Exercise data:
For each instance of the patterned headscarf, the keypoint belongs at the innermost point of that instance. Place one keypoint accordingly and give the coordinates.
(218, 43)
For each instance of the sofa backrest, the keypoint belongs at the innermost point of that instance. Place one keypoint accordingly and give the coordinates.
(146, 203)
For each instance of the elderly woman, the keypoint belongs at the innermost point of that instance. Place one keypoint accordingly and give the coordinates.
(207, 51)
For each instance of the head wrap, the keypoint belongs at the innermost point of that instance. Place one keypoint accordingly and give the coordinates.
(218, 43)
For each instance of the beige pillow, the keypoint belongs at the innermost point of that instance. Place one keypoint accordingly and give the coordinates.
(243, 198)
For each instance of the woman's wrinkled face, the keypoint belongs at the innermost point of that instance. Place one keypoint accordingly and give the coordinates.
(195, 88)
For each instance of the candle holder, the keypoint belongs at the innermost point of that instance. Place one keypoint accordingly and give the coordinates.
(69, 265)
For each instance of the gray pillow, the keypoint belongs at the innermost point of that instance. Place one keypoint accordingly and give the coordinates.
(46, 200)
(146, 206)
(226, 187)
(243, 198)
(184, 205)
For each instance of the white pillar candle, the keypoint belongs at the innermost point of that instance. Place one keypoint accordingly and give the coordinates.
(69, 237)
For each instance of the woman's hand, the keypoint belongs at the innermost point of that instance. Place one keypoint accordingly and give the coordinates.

Problem to solve: Render as a JSON list of strings, one string per line and blank lines left out, the lines of the listing starting with the line that contains "For each instance of the sofa" and going on through the end of the listing.

Correct answer:
[
  "For each instance of the sofa backrest, the keypoint belongs at the innermost point of that instance. Place one keypoint accordingly and give the coordinates.",
  "(146, 203)",
  "For each instance of the elderly woman, the keypoint belongs at the innermost point of that instance. Place one keypoint accordingly and give the coordinates.",
  "(207, 51)",
  "For each instance of the head wrap, the keypoint belongs at the innermost point of that instance. Place one keypoint accordingly and give the coordinates.",
  "(218, 43)",
  "For each instance of the beige pillow, the keypoint belongs at the innermost point of that instance. Place one keypoint accordingly and give the coordinates.",
  "(243, 198)",
  "For each instance of the woman's wrinkled face, the keypoint belongs at the innermost point of that instance. Place one keypoint accordingly and give the coordinates.",
  "(195, 88)",
  "For each instance of the candle holder, the keypoint belongs at the innermost point of that instance. Place one keypoint accordingly and give the coordinates.",
  "(69, 265)",
  "For each instance of the gray pillow, the keypoint belongs at the innermost point of that instance. Place one keypoint accordingly and give the coordinates.",
  "(46, 200)",
  "(146, 206)",
  "(226, 187)",
  "(243, 198)",
  "(184, 205)",
  "For each instance of the white pillar candle, the keypoint belongs at the innermost point of that instance. Place one keypoint accordingly and give the coordinates.",
  "(69, 237)",
  "For each instance of the woman's hand, the keypoint belongs at the innermost point of that instance. Place one keypoint accordingly and give the coordinates."
]